■ GOAL OF THE EXERCISE: Exactly as written, restate the material below from its first line through the line containing "</instance>", and stop there.

■ RECORDS:
● ● ● ●
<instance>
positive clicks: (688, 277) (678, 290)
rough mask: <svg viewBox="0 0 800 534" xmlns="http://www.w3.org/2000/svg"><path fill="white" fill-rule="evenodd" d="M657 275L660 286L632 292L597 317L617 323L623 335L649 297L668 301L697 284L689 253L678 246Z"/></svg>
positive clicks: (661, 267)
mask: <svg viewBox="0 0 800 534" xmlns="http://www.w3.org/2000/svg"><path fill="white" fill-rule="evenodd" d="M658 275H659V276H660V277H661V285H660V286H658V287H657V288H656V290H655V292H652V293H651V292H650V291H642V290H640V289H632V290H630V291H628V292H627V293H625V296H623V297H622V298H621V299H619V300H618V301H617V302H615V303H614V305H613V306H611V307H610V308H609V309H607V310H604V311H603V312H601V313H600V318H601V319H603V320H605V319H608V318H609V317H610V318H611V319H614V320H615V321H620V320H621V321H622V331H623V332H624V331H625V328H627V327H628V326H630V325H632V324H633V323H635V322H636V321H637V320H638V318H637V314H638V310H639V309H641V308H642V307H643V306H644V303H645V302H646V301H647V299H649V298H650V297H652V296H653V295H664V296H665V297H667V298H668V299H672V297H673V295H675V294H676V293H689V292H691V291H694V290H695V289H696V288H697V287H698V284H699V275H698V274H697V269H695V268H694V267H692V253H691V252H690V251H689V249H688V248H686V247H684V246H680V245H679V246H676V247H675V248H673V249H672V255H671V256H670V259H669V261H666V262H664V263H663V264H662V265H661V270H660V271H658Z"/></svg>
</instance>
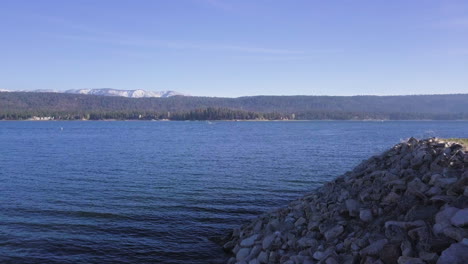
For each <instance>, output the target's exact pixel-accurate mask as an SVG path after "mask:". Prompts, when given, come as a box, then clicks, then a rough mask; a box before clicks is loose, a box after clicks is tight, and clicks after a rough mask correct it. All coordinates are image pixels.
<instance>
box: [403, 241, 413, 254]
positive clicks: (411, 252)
● ● ● ●
■ WRITTEN REPLY:
<instance>
positive clicks: (688, 277) (678, 290)
rough mask: <svg viewBox="0 0 800 534" xmlns="http://www.w3.org/2000/svg"><path fill="white" fill-rule="evenodd" d="M657 275L660 286L632 292L597 317L617 323L623 335L649 297L668 301L697 284L689 253L678 246Z"/></svg>
positive clicks: (661, 267)
mask: <svg viewBox="0 0 800 534" xmlns="http://www.w3.org/2000/svg"><path fill="white" fill-rule="evenodd" d="M658 275H659V276H660V277H661V285H660V286H658V287H657V288H656V290H655V292H652V293H651V292H650V291H642V290H640V289H632V290H630V291H628V292H627V293H625V296H623V297H622V298H621V299H619V300H618V301H617V302H615V303H614V305H613V306H611V307H610V308H609V309H607V310H604V311H603V312H601V313H600V318H601V319H603V320H605V319H608V318H609V317H610V318H611V319H614V320H615V321H620V320H621V321H622V331H623V332H624V331H625V328H627V327H628V326H630V325H632V324H633V323H635V322H636V321H637V320H638V318H637V314H638V310H639V309H641V308H642V307H643V306H644V303H645V302H646V301H647V299H649V298H650V297H652V296H653V295H664V296H665V297H667V298H668V299H672V297H673V295H675V294H676V293H689V292H691V291H694V290H695V289H696V288H697V287H698V284H699V275H698V274H697V269H695V268H694V267H692V253H691V252H690V251H689V249H688V248H686V247H684V246H680V245H679V246H676V247H675V248H673V249H672V255H671V256H670V259H669V261H666V262H664V263H663V264H662V265H661V270H660V271H658Z"/></svg>
</instance>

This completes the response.